## YOUR TASK
Please copy out everything from "Amelia returned to" down to "New Haven, Conn." in the biography, swapping "film" for "video".

## TEXT BLOCK

....

Email: Amelia.shaw@yale.edu

Ameila Shaw hails from a small town in upstate New York. She is the youngest of five children, a fact that has likely contributed to her love of adventure and her adaptability to culture. Much of her family lives in Barcelona, Spain, and Amelia spent much of her childhood between Catalonia and New York. At the age of 18, she lived for a year in Switzerland as an exchange student.

In college at Yale, Amelia studied Anthropology and spent nine months in East Africa studying language and Kenyan politics at the University of Nairobi. There, she volunteered on a variety of community theater projects promoting health and peaceful social change. After receiving her Bachelors degree in Anthropology in 1997, Amelia spent time working for the Rockefeller Foundation in New York and later on an environmental conservation project in a small village in the mountains Mexico. This experience led her into public health, as she spent the bulk of her time investigating coping strategies of female-headed households in rural areas. Many of the obstacles that women faced in terms of raising and maintaining a family revolved around access to family planning and educational opportunities for women.

Amelia returned to Yale in 2000 to pursue joint Masters degrees in African Studies and Epidemiology and Public Health. Her interest in the cultural communications aspect of public health effectively combines a passion for promoting cultural understanding and affecting positive social change to raise health outcomes. During the summers, she has worked in Kenya and Tanzania as a journalist and production assistant for a variety of national radio programming on HIV/AIDS and family planning. She also coordinated a documentary film project in Haiti covering the lives of people living with HIV as part of a national anti-stigma campaign. Presently, she works on the foreign beat as a reporter for WYBC radio in New Haven, Conn.

....

## DATASET CONTENT
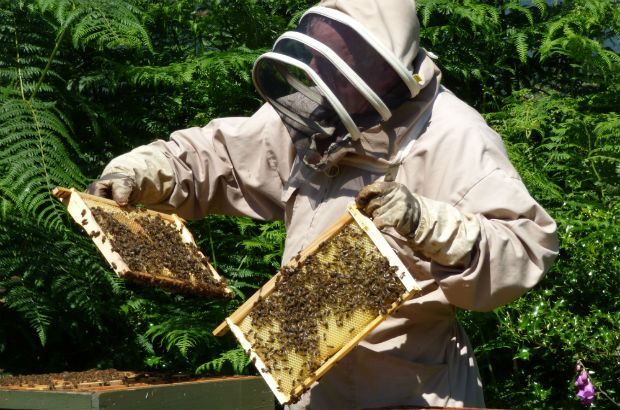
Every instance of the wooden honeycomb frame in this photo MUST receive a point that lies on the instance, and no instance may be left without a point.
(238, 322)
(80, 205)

....

## THE RESULT
Amelia returned to Yale in 2000 to pursue joint Masters degrees in African Studies and Epidemiology and Public Health. Her interest in the cultural communications aspect of public health effectively combines a passion for promoting cultural understanding and affecting positive social change to raise health outcomes. During the summers, she has worked in Kenya and Tanzania as a journalist and production assistant for a variety of national radio programming on HIV/AIDS and family planning. She also coordinated a documentary video project in Haiti covering the lives of people living with HIV as part of a national anti-stigma campaign. Presently, she works on the foreign beat as a reporter for WYBC radio in New Haven, Conn.